**Vorliegender Text:**
+ + + +

Das BVerfG sieht das Jugendamt nicht als berechtigt an, Rechte des Kindes in einer Verfassungsbeschwerde als Prozessstandschafter wahrzunehmen. Diese Rolle müssten ein Ergänzungspfleger oder ein Verfahrensbeistand übernehmen, wodurch der Zugang des Kindes zum Verfassungsgericht grundsätzlich gegeben sei. Verzichte wie hier die Verfahrensbeiständin nach eigener Prüfung auf eine Verfassungsbeschwerde, lasse sich dies nicht als Verhinderung der Durchsetzung der Rechte des Kindes verstehen. Ebenso wenig könne sich das Jugendamt selbst auf Art. 6 Abs. 2 GG berufen. Als Gebietskörperschaft des öffentlichen Rechts fehle es dem Landkreis als Träger bereits an der Grundrechtsfähigkeit. Auch sei das Jugendamt keine Behörde, die allein den Kindern als Begünstigten des Schutzanspruchs zur Verwirklichung ihrer individuellen Grundrechte diene, sondern unterstütze vielmehr die gesamte Familie. Das staatliche Wächteramt ergebe kein materielles Grundrecht oder grundrechtsähnliches Recht des Staates.
2. Vertretung des Kindes durch den Amtsvormund
Das Jugendamt kann als Amtsvormund ein Kind im Verfassungsbeschwerdeverfahren vertreten. Ein nicht selbst verfahrensfähiger Beteiligter werde durch den gesetzlichen Vertreter vertreten, wenn nicht nach der Beurteilung durch das BVerfG letzterer infolge eines Interessenkonflikts an der Vertretung gehindert sei. Ein solcher liege im konkreten Fall nicht vor. Das Adoptionsverfahren werde nicht fortgeführt. Erkennbar orientiere das Jugendamt sein Vorgehen allein an einer von ihm gesehenen Gefährdung des Kindeswohls durch die Pflegemutter. Die in einem Parallelverfahren laut Vorbringen der Pflegemutter getätigte Äußerung des Kindes, es wolle bei ihr leben, begründe ebenfalls keinen Interessenkonflikt, weil keine Anhaltspunkte dafür vorlägen, die Bewertung des Vormunds könne von anderen, vom Kindeswohl unabhängigen Interessen zumindest teilweise beeinflusst worden sein.

+ + + +

**Schriftliche Aufgabe a:** Übersetze den Satz „Das Jugendamt kann als Amtsvormund ein Kind im Verfassungsbeschwerdeverfahren vertreten.“ aus dem vorliegenden Text ins Englische.

**Gespeicherte Auflistung:**
+ + + +

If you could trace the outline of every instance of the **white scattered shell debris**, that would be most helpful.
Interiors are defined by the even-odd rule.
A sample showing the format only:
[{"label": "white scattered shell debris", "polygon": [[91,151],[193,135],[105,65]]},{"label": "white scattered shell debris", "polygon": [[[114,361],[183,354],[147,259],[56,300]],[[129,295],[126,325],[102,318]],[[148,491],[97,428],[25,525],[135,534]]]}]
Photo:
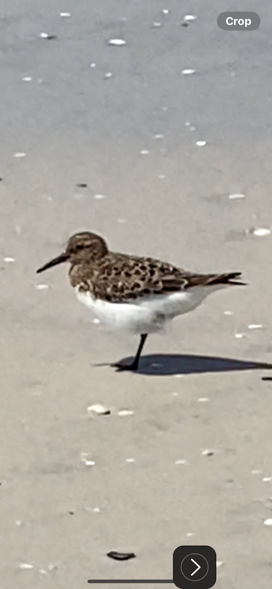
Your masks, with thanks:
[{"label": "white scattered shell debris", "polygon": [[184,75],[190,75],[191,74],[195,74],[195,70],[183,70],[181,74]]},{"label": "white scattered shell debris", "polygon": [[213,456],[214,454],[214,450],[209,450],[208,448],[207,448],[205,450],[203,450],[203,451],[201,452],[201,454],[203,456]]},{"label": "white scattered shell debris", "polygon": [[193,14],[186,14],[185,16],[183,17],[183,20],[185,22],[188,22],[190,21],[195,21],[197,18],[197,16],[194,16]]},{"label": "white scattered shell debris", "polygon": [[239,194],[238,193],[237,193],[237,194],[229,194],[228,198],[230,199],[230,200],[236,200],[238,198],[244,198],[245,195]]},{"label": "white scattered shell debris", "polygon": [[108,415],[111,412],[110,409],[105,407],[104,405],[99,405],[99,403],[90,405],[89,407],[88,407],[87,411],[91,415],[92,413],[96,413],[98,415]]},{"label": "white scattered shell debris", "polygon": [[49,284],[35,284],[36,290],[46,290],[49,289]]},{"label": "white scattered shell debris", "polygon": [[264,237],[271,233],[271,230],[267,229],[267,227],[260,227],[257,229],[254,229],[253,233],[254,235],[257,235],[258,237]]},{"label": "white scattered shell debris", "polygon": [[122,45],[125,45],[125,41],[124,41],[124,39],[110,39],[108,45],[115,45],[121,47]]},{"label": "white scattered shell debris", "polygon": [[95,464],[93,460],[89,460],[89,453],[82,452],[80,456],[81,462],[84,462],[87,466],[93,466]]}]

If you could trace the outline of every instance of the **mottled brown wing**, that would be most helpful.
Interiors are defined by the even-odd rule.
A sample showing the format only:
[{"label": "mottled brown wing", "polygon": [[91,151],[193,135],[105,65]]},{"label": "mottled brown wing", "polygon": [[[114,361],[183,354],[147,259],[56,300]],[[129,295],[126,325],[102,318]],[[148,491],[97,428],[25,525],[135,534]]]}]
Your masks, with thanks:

+ + + +

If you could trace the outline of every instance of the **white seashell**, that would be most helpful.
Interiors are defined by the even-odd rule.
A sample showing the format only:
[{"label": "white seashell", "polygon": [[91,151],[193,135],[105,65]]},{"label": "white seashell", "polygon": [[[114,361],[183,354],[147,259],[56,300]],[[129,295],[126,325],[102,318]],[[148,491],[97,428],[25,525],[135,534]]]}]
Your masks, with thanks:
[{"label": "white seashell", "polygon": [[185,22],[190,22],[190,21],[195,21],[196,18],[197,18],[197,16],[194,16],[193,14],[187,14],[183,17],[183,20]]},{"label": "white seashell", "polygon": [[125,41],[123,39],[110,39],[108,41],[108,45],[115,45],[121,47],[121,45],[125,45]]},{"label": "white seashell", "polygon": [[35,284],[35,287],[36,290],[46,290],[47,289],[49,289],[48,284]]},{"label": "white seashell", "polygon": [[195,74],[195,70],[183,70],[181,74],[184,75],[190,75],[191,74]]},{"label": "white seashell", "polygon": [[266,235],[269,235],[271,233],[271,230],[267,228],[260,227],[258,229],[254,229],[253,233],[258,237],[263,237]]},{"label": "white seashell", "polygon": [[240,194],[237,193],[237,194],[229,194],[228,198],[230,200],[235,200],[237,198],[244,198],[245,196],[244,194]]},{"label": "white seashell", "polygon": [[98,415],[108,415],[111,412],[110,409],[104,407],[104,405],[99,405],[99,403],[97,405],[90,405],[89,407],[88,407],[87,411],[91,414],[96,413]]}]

+ + + +

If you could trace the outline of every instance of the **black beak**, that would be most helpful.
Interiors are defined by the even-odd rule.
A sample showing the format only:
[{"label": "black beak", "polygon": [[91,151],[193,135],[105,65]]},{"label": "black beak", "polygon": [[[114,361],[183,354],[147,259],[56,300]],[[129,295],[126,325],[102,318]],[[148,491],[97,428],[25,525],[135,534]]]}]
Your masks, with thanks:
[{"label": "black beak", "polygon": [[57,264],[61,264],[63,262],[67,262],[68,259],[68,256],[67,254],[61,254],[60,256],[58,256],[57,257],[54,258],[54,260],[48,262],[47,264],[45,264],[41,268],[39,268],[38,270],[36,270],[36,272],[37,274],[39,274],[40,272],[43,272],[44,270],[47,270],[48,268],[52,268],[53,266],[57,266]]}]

+ + + +

**Schriftliche Aufgabe b:** Zähle, in wie vielen Zeilen der Auflistung die Zeichenfolge „scattered“ vorkommt, und nenne nur die Zahl.

**Antwort a:** As official guardian, the youth welfare office can represent a child in constitutional complaint proceedings.

**Antwort b:** 3